**Exercise directions**: Exclude the images and repeat all remaining entries exactly.

====== Source information ======

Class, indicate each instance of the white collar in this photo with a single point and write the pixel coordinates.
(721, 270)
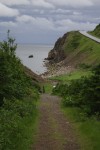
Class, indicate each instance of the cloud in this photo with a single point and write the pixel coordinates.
(68, 25)
(8, 24)
(72, 3)
(15, 2)
(42, 4)
(36, 22)
(60, 11)
(6, 11)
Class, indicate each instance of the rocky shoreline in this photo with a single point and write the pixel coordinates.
(56, 69)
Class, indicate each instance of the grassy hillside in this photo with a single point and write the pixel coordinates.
(76, 49)
(81, 50)
(96, 31)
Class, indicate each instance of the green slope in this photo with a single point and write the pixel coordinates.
(81, 50)
(96, 31)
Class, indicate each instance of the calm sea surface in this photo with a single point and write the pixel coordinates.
(39, 52)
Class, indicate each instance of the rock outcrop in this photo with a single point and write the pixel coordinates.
(57, 54)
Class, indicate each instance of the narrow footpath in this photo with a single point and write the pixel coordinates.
(54, 130)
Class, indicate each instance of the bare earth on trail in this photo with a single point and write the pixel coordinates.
(54, 131)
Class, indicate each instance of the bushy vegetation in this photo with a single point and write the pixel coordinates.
(18, 96)
(83, 93)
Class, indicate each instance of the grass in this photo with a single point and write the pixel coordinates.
(88, 130)
(80, 49)
(48, 87)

======

**Exercise result**:
Class, indicate each instance of the white collar in this photo with a single point and write the pixel coordinates.
(721, 270)
Class, indicate each instance of the cloud in this photo with a single point and write the pixel coordinates.
(68, 25)
(8, 24)
(72, 3)
(15, 2)
(42, 4)
(36, 22)
(60, 11)
(6, 11)
Class, indicate each instance of the rocky shoreline in this photo with a single point and write the pixel coordinates.
(56, 69)
Class, indicate each instance of the grassy hillside in this photo with a single point and write the pixel coordinates.
(76, 49)
(81, 50)
(96, 31)
Class, indicate each instance of the green slope in this photo with a single point and write the pixel coordinates.
(81, 50)
(96, 31)
Class, indicate each instance of the calm sea surface in this photo with a single point and write the pixel coordinates.
(39, 52)
Class, indicate each instance of the rock outcrop in this photo with a single point and write the pixel coordinates.
(57, 54)
Class, indicate each instance of the narrow footpath in this photo with a single point and write the pixel coordinates.
(54, 130)
Class, indicate each instance of the bare earth on trail in this photo with a single point and write the pixel coordinates.
(54, 131)
Class, indicate each instance of the bushy vegetation in this photo with a single point and write the pixel coordinates.
(18, 96)
(83, 93)
Class, indicate each instance of the grass in this photo with a single point and write the pixel coordinates.
(88, 130)
(80, 49)
(48, 87)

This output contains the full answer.